## [ACTION ITEM]
For each line below that includes the string "segment", show the whole line.

----- EXTRACTED INFORMATION

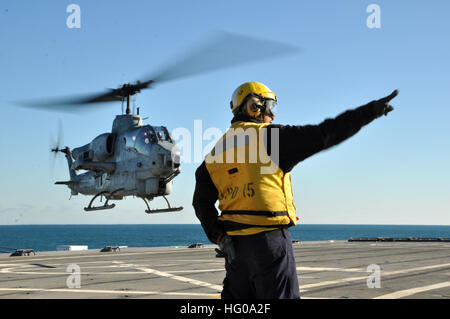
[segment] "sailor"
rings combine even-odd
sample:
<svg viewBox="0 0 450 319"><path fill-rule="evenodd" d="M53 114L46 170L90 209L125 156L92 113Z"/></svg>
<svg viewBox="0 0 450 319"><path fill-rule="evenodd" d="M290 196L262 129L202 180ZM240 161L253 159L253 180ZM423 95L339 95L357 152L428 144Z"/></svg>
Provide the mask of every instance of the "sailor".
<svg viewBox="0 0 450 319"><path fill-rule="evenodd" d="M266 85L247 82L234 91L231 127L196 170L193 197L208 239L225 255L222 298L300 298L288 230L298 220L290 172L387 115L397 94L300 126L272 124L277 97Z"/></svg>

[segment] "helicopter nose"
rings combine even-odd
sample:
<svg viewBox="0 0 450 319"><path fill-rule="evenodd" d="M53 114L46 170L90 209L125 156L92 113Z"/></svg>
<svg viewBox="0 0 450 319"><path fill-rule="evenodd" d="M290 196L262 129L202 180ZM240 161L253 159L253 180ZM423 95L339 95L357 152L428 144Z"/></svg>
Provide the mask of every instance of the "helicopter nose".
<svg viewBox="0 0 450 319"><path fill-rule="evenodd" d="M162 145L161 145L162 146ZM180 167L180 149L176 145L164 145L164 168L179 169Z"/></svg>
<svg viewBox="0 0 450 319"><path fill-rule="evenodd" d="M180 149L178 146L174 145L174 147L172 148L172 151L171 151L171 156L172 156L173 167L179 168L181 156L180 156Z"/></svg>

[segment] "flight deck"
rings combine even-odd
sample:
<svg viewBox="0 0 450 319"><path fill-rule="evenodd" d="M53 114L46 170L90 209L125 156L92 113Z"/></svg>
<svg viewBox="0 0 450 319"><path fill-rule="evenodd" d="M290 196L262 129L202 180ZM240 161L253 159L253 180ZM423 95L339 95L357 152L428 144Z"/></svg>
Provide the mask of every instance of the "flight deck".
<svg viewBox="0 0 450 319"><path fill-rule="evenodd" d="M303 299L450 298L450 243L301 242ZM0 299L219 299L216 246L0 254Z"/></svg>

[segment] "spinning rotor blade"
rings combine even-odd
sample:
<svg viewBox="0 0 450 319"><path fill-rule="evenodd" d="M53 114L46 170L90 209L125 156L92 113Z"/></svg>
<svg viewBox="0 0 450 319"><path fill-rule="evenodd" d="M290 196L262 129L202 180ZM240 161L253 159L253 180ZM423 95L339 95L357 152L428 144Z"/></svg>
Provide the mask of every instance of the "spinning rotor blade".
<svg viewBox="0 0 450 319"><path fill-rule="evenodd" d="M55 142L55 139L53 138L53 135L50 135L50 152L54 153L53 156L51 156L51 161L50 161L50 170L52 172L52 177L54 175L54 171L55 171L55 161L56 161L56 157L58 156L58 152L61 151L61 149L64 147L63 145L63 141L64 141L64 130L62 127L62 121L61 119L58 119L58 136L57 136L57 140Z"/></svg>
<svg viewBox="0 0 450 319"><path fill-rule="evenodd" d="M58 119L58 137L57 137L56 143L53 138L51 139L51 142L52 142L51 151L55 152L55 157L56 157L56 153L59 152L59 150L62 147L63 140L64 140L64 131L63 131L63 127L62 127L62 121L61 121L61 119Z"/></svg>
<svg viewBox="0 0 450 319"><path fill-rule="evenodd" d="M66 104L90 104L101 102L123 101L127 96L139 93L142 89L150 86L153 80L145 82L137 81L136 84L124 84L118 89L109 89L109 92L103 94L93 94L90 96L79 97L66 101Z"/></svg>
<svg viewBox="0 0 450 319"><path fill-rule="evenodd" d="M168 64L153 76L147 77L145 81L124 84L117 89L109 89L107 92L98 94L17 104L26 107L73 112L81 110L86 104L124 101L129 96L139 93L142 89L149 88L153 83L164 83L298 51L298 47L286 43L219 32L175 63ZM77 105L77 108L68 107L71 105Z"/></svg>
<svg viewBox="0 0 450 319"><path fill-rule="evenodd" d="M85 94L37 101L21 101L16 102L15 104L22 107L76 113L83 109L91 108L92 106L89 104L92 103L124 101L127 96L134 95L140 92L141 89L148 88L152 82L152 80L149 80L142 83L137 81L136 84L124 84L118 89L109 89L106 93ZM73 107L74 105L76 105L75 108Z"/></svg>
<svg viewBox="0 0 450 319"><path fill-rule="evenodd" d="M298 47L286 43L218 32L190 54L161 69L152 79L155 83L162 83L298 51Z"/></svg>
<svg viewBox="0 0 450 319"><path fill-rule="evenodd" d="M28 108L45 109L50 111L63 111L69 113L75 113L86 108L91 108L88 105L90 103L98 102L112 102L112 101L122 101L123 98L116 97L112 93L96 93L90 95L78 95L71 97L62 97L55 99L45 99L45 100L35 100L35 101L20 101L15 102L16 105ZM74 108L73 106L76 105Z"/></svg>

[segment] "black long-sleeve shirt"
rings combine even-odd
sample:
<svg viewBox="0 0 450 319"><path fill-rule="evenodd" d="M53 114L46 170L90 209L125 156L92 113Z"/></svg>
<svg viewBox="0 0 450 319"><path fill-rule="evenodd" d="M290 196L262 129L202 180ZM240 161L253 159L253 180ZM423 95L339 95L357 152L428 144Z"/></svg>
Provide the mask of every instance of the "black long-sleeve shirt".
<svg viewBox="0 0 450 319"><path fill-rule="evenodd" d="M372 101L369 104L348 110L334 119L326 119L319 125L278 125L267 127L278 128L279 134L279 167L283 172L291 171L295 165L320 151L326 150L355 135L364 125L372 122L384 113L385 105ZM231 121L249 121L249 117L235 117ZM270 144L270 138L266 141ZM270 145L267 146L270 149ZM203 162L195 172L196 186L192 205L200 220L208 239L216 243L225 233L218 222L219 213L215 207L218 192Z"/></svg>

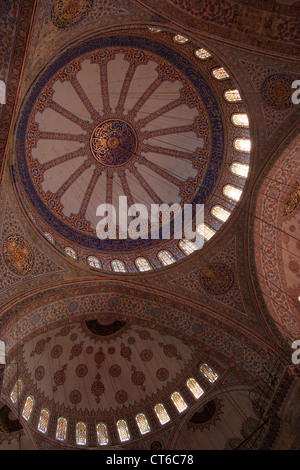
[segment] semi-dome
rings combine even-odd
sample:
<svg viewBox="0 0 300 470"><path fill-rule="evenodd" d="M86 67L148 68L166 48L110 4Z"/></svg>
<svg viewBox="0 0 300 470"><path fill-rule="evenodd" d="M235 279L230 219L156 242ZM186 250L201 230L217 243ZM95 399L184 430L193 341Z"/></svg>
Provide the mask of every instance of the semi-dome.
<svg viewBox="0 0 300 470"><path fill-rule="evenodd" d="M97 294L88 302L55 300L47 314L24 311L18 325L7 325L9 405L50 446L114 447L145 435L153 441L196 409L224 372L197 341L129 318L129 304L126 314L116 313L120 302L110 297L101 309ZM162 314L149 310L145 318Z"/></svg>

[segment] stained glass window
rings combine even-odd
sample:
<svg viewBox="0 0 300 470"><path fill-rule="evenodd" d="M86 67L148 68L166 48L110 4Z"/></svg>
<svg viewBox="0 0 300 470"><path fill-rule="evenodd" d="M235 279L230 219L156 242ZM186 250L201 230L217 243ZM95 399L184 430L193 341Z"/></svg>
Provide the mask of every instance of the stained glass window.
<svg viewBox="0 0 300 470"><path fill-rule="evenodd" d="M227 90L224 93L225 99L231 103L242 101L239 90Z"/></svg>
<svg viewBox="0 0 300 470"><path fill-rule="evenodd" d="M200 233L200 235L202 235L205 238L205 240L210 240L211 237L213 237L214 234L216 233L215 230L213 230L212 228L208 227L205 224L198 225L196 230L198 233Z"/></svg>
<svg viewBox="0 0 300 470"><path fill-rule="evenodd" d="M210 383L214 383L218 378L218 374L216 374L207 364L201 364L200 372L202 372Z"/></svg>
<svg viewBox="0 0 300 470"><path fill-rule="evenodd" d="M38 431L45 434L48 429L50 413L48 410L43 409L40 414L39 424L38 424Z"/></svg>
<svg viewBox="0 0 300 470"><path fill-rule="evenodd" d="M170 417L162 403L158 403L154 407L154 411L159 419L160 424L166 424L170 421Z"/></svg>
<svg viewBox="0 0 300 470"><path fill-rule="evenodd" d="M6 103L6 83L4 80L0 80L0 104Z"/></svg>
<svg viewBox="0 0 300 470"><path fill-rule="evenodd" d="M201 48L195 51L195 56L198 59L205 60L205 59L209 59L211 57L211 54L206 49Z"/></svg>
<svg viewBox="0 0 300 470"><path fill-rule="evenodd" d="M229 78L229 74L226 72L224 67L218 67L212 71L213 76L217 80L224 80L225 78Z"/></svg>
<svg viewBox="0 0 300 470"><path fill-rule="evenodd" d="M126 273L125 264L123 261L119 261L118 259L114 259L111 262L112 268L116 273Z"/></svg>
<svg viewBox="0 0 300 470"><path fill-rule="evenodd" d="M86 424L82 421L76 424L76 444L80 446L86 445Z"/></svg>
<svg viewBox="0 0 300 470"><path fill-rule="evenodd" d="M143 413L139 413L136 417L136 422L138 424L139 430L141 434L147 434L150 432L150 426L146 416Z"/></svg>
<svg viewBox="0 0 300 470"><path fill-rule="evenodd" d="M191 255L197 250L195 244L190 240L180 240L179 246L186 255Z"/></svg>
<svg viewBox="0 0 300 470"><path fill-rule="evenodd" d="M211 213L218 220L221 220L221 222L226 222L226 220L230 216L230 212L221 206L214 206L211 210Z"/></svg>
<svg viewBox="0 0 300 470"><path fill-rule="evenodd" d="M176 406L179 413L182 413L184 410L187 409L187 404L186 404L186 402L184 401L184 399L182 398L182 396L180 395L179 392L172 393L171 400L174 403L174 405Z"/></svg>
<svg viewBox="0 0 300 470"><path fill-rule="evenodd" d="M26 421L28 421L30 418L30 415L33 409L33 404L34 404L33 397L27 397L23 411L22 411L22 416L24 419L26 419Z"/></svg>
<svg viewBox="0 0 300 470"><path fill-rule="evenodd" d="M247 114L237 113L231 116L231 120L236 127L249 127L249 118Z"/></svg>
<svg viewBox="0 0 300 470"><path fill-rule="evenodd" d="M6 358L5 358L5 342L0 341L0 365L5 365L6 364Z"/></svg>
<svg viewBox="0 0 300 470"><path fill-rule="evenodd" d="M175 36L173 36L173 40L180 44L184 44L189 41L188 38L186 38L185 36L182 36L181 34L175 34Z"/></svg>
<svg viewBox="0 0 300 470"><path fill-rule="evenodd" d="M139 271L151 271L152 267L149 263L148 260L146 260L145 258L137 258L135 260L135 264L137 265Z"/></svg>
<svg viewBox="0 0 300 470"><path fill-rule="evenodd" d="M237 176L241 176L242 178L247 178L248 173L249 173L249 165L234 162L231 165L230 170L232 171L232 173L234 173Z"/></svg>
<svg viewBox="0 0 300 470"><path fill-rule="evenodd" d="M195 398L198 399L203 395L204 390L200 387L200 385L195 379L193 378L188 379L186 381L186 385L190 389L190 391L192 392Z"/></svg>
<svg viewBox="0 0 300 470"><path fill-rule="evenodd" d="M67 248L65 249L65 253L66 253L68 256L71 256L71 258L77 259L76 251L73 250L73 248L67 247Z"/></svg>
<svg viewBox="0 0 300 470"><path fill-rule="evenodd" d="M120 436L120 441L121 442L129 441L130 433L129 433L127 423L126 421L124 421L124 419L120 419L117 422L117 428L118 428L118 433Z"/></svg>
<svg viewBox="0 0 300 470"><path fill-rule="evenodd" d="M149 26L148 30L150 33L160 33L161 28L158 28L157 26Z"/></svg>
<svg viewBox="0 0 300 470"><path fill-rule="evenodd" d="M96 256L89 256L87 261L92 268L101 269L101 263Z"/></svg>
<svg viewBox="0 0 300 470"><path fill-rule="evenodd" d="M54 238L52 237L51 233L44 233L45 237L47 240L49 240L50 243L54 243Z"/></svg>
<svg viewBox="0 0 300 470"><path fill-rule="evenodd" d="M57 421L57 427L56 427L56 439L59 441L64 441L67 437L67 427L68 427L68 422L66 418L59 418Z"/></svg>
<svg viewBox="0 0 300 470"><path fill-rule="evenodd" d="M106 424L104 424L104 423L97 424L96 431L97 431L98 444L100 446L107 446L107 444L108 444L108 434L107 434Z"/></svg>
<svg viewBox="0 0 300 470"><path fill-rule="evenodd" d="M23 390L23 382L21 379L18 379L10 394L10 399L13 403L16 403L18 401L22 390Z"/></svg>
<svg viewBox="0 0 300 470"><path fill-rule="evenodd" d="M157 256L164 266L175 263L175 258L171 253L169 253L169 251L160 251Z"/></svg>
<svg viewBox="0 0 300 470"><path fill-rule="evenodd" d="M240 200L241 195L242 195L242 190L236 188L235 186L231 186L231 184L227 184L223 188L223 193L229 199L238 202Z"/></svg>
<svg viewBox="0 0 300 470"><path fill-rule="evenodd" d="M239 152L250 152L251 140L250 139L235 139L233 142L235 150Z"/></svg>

----------

## [RESPONSE TO THIS EXERCISE]
[segment] "sailor"
[segment] "helicopter nose"
[segment] "flight deck"
[segment] "spinning rotor blade"
[segment] "black long-sleeve shirt"
[segment] semi-dome
[segment] stained glass window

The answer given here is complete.